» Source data
========
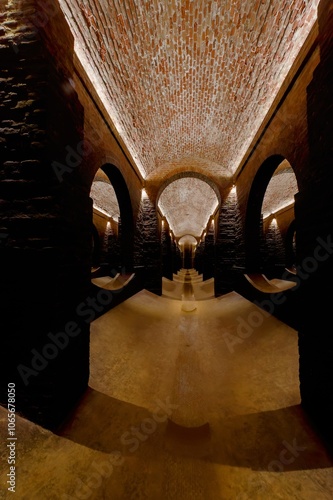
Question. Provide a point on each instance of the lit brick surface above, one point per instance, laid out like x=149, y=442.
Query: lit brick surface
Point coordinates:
x=188, y=79
x=188, y=204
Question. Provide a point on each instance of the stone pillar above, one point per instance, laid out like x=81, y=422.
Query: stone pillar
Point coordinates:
x=275, y=251
x=177, y=259
x=45, y=251
x=167, y=253
x=229, y=255
x=199, y=257
x=314, y=249
x=148, y=254
x=209, y=255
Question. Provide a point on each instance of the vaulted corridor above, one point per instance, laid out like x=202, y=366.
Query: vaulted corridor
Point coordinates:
x=180, y=406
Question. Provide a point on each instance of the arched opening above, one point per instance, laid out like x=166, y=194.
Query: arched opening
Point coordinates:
x=270, y=211
x=187, y=245
x=113, y=218
x=189, y=203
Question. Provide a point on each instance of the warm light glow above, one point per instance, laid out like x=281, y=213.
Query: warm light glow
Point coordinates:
x=279, y=209
x=101, y=211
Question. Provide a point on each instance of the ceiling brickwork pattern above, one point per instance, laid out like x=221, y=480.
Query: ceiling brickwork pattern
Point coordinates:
x=186, y=79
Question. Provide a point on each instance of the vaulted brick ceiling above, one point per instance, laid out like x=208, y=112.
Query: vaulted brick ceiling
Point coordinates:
x=187, y=83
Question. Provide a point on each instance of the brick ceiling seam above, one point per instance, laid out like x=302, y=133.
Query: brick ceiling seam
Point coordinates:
x=178, y=79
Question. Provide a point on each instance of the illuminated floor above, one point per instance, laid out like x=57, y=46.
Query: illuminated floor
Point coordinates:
x=182, y=406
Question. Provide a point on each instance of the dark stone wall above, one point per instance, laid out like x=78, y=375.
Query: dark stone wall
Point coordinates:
x=45, y=222
x=229, y=254
x=209, y=259
x=314, y=226
x=167, y=251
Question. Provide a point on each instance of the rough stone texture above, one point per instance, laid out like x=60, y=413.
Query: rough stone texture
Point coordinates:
x=228, y=253
x=45, y=254
x=147, y=246
x=205, y=72
x=209, y=257
x=188, y=203
x=167, y=251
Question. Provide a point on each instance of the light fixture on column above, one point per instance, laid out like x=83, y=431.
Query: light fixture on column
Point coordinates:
x=101, y=211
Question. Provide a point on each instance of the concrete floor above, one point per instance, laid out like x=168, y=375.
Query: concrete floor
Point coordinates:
x=200, y=405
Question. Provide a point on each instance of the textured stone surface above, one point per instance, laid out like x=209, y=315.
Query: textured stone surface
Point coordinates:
========
Exact duplication is required for the lines above, from the line that contains "Question. Provide a point on each instance of the dark" to the line that contains "Query: rough stone texture", inclusive; omit all others.

» Exercise answer
Question. Provide a point on each instance of the dark stone wall above, one point per instance, laid out like x=78, y=375.
Query: dark stone wall
Point coordinates:
x=45, y=222
x=229, y=254
x=209, y=259
x=314, y=226
x=167, y=251
Question. Provide a point on each instance of the rough stone texture above, one point per instance, laid out like x=60, y=413.
Query: rough stone texture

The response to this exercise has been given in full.